━━ Extracted data

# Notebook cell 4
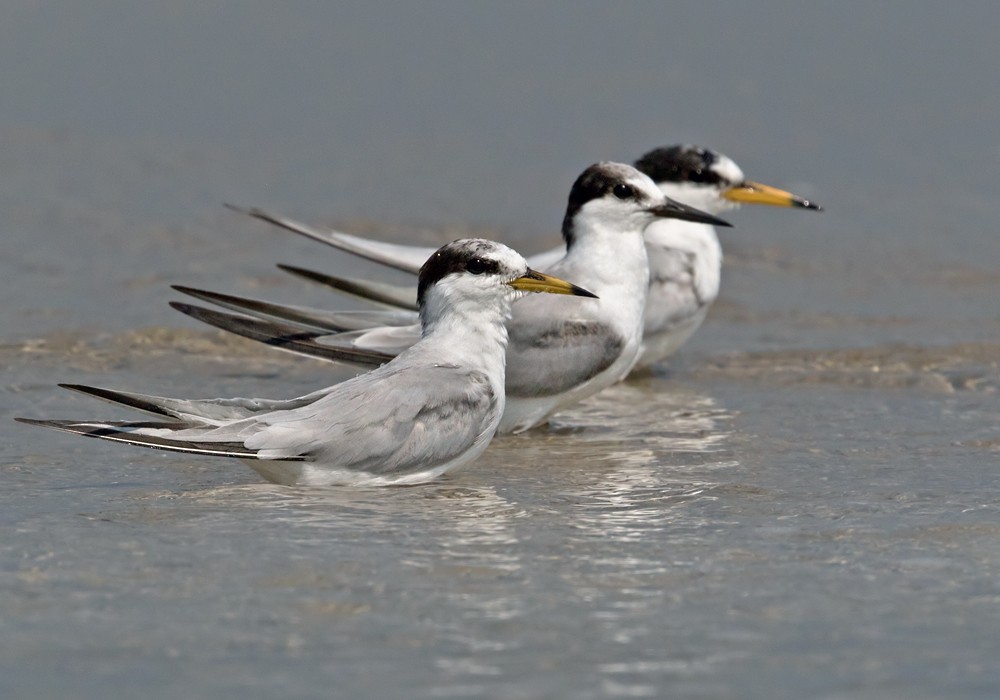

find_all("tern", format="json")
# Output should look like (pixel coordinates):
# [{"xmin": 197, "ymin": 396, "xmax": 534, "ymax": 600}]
[
  {"xmin": 188, "ymin": 145, "xmax": 822, "ymax": 369},
  {"xmin": 17, "ymin": 239, "xmax": 594, "ymax": 486},
  {"xmin": 175, "ymin": 162, "xmax": 728, "ymax": 433}
]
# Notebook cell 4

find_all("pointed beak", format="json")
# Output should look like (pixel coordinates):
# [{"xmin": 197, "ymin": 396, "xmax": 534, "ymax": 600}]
[
  {"xmin": 507, "ymin": 268, "xmax": 597, "ymax": 299},
  {"xmin": 648, "ymin": 199, "xmax": 732, "ymax": 228},
  {"xmin": 722, "ymin": 180, "xmax": 823, "ymax": 211}
]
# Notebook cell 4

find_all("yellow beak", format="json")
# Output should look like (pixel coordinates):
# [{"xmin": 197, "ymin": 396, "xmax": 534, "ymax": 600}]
[
  {"xmin": 722, "ymin": 180, "xmax": 823, "ymax": 211},
  {"xmin": 507, "ymin": 268, "xmax": 597, "ymax": 299}
]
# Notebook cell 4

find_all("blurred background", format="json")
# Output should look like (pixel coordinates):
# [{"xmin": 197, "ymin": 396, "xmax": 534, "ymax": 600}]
[{"xmin": 0, "ymin": 5, "xmax": 1000, "ymax": 700}]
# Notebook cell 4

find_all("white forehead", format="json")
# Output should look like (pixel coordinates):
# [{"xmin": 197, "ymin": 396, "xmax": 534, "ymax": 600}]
[{"xmin": 710, "ymin": 153, "xmax": 746, "ymax": 185}]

━━━━

Instructions for the task: Retype the listing exactly. Pictures do not belong in the copy.

Exercise solution:
# Notebook cell 4

find_all("tern", format="json")
# Output should look like (pixel coordinates):
# [{"xmin": 197, "ymin": 396, "xmax": 534, "ymax": 600}]
[
  {"xmin": 188, "ymin": 145, "xmax": 822, "ymax": 369},
  {"xmin": 17, "ymin": 239, "xmax": 594, "ymax": 486},
  {"xmin": 175, "ymin": 162, "xmax": 728, "ymax": 433}
]
# Notebook cell 4

find_all("pointed beak", format="json")
# Output should look like (pixel coordinates):
# [{"xmin": 197, "ymin": 396, "xmax": 534, "ymax": 600}]
[
  {"xmin": 507, "ymin": 268, "xmax": 597, "ymax": 299},
  {"xmin": 648, "ymin": 199, "xmax": 732, "ymax": 228},
  {"xmin": 722, "ymin": 180, "xmax": 823, "ymax": 211}
]
# Notebook cell 4

find_all("yellow beak", format="json")
# Output should look like (pixel coordinates):
# [{"xmin": 197, "ymin": 396, "xmax": 534, "ymax": 600}]
[
  {"xmin": 722, "ymin": 180, "xmax": 823, "ymax": 211},
  {"xmin": 507, "ymin": 268, "xmax": 597, "ymax": 299}
]
# Notebook cell 4

find_all("blurred background", format="json")
# Output should look like (pixel coordinates):
# [{"xmin": 197, "ymin": 396, "xmax": 534, "ymax": 600}]
[{"xmin": 0, "ymin": 5, "xmax": 1000, "ymax": 700}]
# Notebook cell 4

find_all("white forehead", format="json")
# Output should look like (pixel coordinates):
# [{"xmin": 197, "ymin": 396, "xmax": 534, "ymax": 600}]
[{"xmin": 710, "ymin": 153, "xmax": 746, "ymax": 185}]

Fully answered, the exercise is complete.